- **Instructions to follow**: Rewrite the records below with each "instance" swapped for "occurrence", keeping everything else unchanged. Leave the pictures out of your answer.

- **Information given**:
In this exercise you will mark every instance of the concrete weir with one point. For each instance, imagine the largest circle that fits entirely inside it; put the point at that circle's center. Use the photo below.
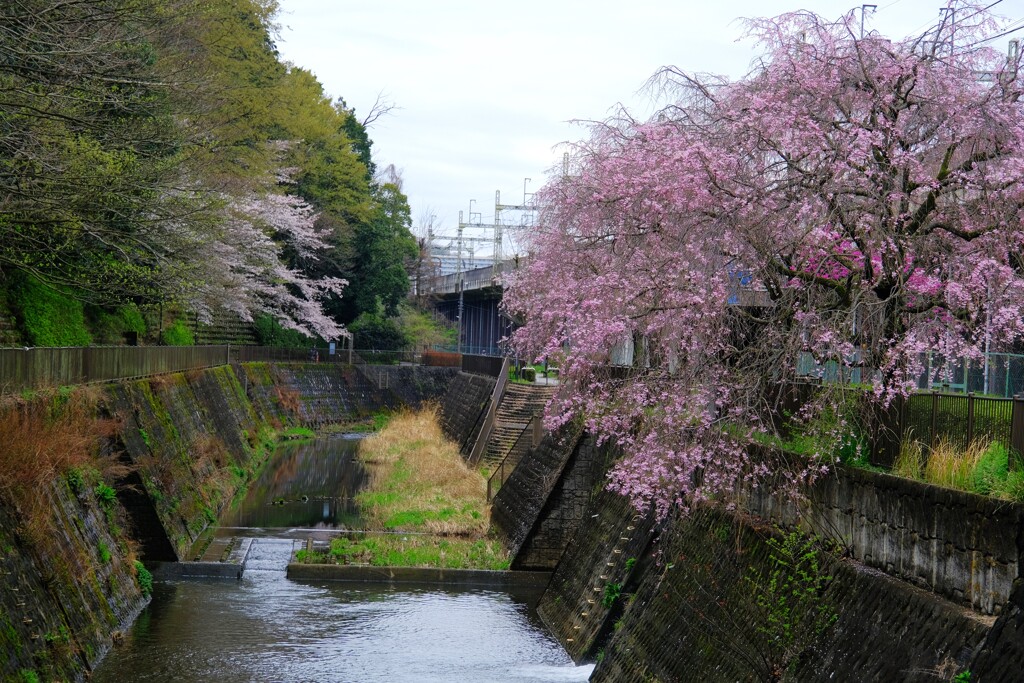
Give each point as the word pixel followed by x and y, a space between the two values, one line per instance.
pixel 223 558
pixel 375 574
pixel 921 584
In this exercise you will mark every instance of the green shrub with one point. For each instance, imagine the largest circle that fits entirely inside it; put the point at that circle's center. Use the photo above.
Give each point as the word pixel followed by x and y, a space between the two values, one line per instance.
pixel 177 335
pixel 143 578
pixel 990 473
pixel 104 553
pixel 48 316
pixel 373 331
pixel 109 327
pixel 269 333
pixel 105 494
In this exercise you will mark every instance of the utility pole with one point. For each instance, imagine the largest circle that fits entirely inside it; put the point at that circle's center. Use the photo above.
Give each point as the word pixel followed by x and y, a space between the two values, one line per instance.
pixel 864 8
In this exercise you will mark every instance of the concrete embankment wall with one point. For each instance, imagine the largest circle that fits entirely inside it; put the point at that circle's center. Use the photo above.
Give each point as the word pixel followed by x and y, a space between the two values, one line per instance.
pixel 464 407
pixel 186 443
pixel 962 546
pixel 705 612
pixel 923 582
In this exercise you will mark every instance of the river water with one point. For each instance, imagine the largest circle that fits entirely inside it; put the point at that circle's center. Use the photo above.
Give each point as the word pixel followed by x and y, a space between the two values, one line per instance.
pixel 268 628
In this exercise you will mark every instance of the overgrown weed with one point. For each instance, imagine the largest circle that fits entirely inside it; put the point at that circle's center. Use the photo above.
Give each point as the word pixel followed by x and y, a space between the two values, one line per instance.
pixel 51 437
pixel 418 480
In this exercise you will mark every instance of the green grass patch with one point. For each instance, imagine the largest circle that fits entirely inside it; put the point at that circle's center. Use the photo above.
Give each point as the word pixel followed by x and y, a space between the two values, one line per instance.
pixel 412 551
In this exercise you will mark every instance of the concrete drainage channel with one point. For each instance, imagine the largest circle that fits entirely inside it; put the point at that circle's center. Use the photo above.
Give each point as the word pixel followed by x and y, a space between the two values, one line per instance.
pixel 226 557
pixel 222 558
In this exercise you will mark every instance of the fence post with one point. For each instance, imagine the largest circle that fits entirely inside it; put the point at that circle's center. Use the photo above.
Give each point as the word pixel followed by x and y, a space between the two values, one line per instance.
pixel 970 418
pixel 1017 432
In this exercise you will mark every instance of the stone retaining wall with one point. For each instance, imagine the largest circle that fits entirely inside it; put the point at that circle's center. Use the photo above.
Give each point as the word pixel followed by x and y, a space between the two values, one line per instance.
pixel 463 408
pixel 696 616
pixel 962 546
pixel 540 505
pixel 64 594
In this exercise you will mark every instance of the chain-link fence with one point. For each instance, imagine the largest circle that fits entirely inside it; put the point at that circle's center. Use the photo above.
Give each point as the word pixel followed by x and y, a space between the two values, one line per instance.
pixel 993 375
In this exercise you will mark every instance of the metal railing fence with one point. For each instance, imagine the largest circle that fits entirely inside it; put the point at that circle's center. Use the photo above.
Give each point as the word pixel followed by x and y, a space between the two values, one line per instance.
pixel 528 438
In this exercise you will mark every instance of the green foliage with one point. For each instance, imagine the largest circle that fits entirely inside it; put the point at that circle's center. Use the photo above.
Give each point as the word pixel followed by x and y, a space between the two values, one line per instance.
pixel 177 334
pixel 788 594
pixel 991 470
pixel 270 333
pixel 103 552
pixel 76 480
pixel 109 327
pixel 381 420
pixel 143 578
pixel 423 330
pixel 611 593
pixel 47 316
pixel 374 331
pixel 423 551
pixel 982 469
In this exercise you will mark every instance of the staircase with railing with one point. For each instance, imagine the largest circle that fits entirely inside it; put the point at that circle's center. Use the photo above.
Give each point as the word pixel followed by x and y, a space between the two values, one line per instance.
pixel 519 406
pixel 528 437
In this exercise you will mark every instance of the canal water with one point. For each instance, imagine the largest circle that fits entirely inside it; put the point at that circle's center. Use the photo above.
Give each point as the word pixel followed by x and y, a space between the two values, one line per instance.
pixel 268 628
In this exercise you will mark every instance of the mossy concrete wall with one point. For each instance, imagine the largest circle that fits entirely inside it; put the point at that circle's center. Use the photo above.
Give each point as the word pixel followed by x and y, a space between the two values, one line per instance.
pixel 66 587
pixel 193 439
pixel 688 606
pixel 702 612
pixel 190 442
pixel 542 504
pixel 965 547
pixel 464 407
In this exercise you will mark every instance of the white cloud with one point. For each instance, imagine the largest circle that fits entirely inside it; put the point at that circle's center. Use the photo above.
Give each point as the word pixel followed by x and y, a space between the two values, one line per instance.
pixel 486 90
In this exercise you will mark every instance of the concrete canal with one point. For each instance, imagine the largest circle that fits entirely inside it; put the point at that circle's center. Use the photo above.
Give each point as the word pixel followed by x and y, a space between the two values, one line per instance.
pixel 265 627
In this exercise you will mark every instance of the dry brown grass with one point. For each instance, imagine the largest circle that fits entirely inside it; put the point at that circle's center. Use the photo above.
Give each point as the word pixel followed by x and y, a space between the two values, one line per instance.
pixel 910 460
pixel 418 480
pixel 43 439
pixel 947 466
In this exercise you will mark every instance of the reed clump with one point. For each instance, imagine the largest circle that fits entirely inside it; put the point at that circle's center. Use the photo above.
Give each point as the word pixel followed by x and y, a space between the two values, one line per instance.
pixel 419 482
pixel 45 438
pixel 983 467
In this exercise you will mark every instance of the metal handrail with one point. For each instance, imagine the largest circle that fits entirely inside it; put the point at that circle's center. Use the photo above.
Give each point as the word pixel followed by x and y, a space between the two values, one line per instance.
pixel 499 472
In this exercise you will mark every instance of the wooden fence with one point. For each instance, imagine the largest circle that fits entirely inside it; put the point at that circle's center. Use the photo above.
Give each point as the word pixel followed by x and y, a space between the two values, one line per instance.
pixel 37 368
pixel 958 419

- **Solution to this problem**:
In this exercise you will mark every occurrence of the concrete weir with one point. For each occurrence, imagine the largest circle that fits entirely inside it; put the point at that circle's center. Use the photo below.
Give each point as the word pixel followed by x and y, a space between the two values, one line per occurrence.
pixel 223 558
pixel 375 574
pixel 921 584
In this exercise you will mark every occurrence of the green shrub with one point. For each occurrence, imagine the largest circle that fits entirely inside it; put the point at that circle's center. Use the photo above.
Give each point as the word pixel followed by x and y, a space between the two values, one line per occurrence.
pixel 177 335
pixel 143 578
pixel 990 473
pixel 104 553
pixel 48 316
pixel 373 331
pixel 109 327
pixel 269 333
pixel 105 494
In this exercise you will mark every occurrence of the utility pole with one point. For each occurrence, imagine the largest circle that fits entirely inside it; put the point at that circle's center. Use the photo above.
Give each point as the word pixel followed by x and y, a space between the two values, one line per occurrence.
pixel 864 8
In this exercise you will mark every occurrence of the concrete embankment wall with one point. For each occurrence, imagine the largest circle that fits entirely inside it; put the point at that circle's center. Use the photo above.
Give each point as the word pixel followed by x and y, a space between the two values, one line per occurrence.
pixel 464 407
pixel 186 443
pixel 962 546
pixel 705 612
pixel 923 582
In this exercise you will mark every occurrence of the river water with one point. For each occurrence, imagine the largest circle that fits entirely inside it; put the point at that circle's center. Use the photo above.
Give each point as the word pixel followed by x and y, a space between the two values, one line per occurrence.
pixel 268 628
In this exercise you will mark every occurrence of the overgrown weed with one point. For each occurrence, imagine the largest circle that fits entirely inside it; put the point at that circle's center. Use the photo above.
Give each point as the word pixel followed by x and y, a space between the two values, one line per occurrence.
pixel 51 437
pixel 418 480
In this exercise you will mark every occurrence of the green grass patch with one point. For each occurrence, imagine the largest circle that fits entirely inside it; put the point at that circle's center. Use the photo above.
Give each point as the word pixel followed by x and y, a space between the two values, one line per occurrence.
pixel 412 551
In this exercise you will mark every occurrence of the concrete drainage channel with one point. For each occurrence, imagine the largest circle that fits entirely inside it; put the point at that circle's center. Use the photo above.
Give each point as the word pixel followed by x and y, a space between the two values, one line per occurrence.
pixel 226 557
pixel 222 558
In this exercise you will mark every occurrence of the fence post with one point. For each occurrence, imagine the largest circle that fits entirely inside it; put the point at that circle's center. Use the photo above.
Give each point as the word pixel followed by x and y, a space between the two values, one line per occurrence.
pixel 970 418
pixel 1017 432
In this exercise you will mark every occurrence of the stone retaining wall with one point. For each occurrence, imagine the largest circle that fits entirely inside it; put the point at that circle's center. Use the photo above.
Give each point as the word pixel followed by x and y, a space between the two values, one line per occurrence.
pixel 463 408
pixel 696 616
pixel 962 546
pixel 540 505
pixel 64 594
In this exercise you will mark every occurrence of the chain-link fence with one point. For each occurrence, imagine the largest circle that fits entirely inside it; put the point at that circle's center. Use the photo above.
Give each point as the word pixel followed by x and y, a space between the two values, one line per occurrence.
pixel 993 375
In this exercise you will mark every occurrence of the metal railing fence with one point. For each occurrence, imagine the largest circle that fits entirely inside it; put the point at that circle's center. Use the photo above.
Give each point as the word pixel followed by x and y, a space between the two values, one line per occurrence.
pixel 528 438
In this exercise you will mark every occurrence of the green foliage with one point. For each occurrence, imagine the largest circle that fits entirely inside it; put the point at that circle's center. Use the photo above.
Give each point as the word pixel followed by x and y, a space between the two values, one line per occurrence.
pixel 177 334
pixel 788 594
pixel 991 470
pixel 270 333
pixel 103 552
pixel 76 480
pixel 109 327
pixel 381 420
pixel 143 578
pixel 423 330
pixel 611 593
pixel 47 316
pixel 374 331
pixel 423 551
pixel 982 469
In this exercise you will mark every occurrence of the staircase with railing with one point. For each occurrence, imagine the largest circle that fits entirely inside it; put the point at that circle's center. Use the photo above.
Give each point as the word pixel followed by x and y, a space between the two values, one line per occurrence.
pixel 519 406
pixel 528 437
In this exercise you will mark every occurrence of the canal water with one point. For each occurrence, imagine the largest circle that fits entirely inside it; put the point at that circle's center. Use the photo above.
Give each point as the word pixel followed by x and y, a space between the two values, one line per occurrence.
pixel 268 628
In this exercise you will mark every occurrence of the mossy concrete wall with one point. For each occurrence, imagine the largest circle that fits entirely inside it; put the point at that circle's center. Use the photo above.
Give each point as the word pixel followed by x and y, a space between the two values, one line per occurrence.
pixel 66 587
pixel 193 439
pixel 688 606
pixel 702 612
pixel 190 442
pixel 542 504
pixel 965 547
pixel 464 407
In this exercise you will mark every occurrence of the white cloud with one point. For each occurrence, imagine the largest circle that fits entirely inside it; put the point at that circle's center. Use the photo above.
Give each point as the word pixel followed by x and y, a space between the two values, one line per occurrence.
pixel 486 90
In this exercise you will mark every occurrence of the concrete canal with one point. For each occurrence, imagine the largest circle that fits entirely inside it; put the point at that circle's center. Use the photo above.
Give each point as the word pixel followed by x and y, a space between the two values, one line per occurrence.
pixel 265 627
In this exercise you will mark every occurrence of the dry brown grass with one point. For each occurrence, imagine the largest circle that fits entirely inside it; put the point at that circle's center. Use the photo above.
Give each point as the word pixel followed by x and y, a space between the two values, one line per occurrence.
pixel 910 460
pixel 418 480
pixel 43 439
pixel 947 466
In this exercise you will mark every occurrence of the reed clump with one point. For each occurrence, imagine the largest circle that fits entirely inside it; put the point at that circle's center. Use the photo above.
Give each point as the word pixel followed by x and y, a space between the two values, one line per occurrence.
pixel 419 482
pixel 45 438
pixel 983 467
In this exercise you will mark every occurrence of the metal handrail with one point. For each occurrence, imagine the largest circle that fits entirely inside it; put the point at that circle's center. Use the photo above.
Give each point as the word pixel followed by x and y, a space between the two values, one line per occurrence.
pixel 499 472
In this exercise you will mark every occurrence of the wooden fence with one point. For each occurrence, imagine the largest circle that fits entirely inside it; put the point at that circle's center. Use the photo above.
Give each point as the word pixel followed by x and y, a space between the two values, one line per occurrence.
pixel 37 368
pixel 958 419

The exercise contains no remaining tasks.